• _Records shown_
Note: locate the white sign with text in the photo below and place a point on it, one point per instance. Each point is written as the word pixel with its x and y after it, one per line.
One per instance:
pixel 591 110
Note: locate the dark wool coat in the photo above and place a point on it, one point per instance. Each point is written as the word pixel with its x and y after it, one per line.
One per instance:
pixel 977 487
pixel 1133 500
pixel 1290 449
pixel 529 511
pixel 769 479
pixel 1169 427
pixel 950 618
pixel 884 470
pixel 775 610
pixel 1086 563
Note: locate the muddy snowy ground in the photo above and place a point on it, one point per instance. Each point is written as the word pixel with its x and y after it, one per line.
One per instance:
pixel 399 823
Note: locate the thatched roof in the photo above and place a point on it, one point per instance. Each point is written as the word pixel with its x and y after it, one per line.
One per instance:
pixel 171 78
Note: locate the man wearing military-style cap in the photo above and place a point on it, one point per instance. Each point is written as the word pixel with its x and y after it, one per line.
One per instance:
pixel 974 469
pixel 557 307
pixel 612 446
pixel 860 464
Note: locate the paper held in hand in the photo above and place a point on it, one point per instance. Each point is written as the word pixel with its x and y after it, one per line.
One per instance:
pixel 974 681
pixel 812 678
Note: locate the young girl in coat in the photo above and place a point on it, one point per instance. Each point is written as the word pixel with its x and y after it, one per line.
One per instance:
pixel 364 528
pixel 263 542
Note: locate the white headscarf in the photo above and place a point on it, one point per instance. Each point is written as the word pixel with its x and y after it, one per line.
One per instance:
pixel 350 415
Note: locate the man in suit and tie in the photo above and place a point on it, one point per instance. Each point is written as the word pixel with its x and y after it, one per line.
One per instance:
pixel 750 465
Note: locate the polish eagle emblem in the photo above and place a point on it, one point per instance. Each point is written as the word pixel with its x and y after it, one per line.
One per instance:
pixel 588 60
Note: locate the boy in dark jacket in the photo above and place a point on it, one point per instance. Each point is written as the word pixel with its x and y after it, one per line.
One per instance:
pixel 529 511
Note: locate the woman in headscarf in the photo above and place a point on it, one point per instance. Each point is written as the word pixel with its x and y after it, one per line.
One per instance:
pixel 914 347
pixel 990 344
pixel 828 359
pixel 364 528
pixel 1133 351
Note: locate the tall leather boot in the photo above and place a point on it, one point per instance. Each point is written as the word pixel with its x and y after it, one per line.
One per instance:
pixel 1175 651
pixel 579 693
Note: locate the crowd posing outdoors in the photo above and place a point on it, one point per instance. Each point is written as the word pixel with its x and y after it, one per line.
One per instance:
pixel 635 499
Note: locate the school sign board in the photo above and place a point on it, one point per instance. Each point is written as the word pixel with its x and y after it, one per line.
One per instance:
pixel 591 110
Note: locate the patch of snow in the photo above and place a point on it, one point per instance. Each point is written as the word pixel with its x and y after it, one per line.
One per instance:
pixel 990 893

• _Written task_
Quote word for word the lines from the one containing "Note: locate the patch" through the final line above, including both of those lines.

• _Exercise output_
Note: locate the patch of snow in the photo above and place a point on it, one point per instance. Each point is written as the word pixel with its x and y after it, one per line.
One per instance:
pixel 990 893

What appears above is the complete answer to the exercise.